Written problem
In the article below about Rob Jubber, list every figure written in digits rather than words, together with what each one refers to.

Document passage
+++

EUGENE, Ore. - Rob Jubber is a proud father who works in child welfare.
But a visibly successful life wasn't always part of his story.
"There wasn't a single day that went by that I didn't feel that deep-seeded like - castaway, castout - that shame," he says. "Man, like, it was just so horrible."
Rob is recovering from a 14-year long addiction to methamphetamine.
During his struggle, his daughter moved away with her mom.
By the summer of 2012, he was homeless.
He says the only escape from the shame was the drugs that landed there in the first place - until even those weren't enough.
"So not only am I stuck with this gigantic drug habit, but they don't work anymore," he says.
Homelessness or drug addiction are devastating issues for a person to recover from alone.
Combined, recovery can be nearly impossible.
Rob says he stole to feed his habit.
Dealers would exchange meth for bike parts.
And between theft and drug possession, he would often end up behind bars.
"Every time I got arrested, it was a relief," he said, "because I didn't have to struggle, I knew if I was going to jail, I knew I could get three meals a day and I'd have a place to sleep every night."
Rob's story isn't unique.
Police identify methamphetamine as the largest drug-related criminal threat.
And overdose deaths from meth in Oregon grew over 330% in the span of six years.

+++

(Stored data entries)
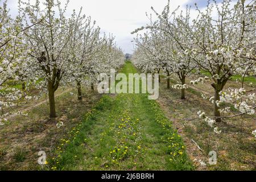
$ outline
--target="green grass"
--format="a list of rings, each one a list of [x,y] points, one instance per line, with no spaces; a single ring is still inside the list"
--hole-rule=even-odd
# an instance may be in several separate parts
[[[126,62],[122,73],[136,73]],[[146,94],[105,95],[49,160],[57,170],[191,170],[171,121]]]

+++

Exercise result
- 14: the length in years of Rob's addiction to methamphetamine
- 2012: the summer by which he was homeless
- 330%: the growth in overdose deaths from meth in Oregon over six years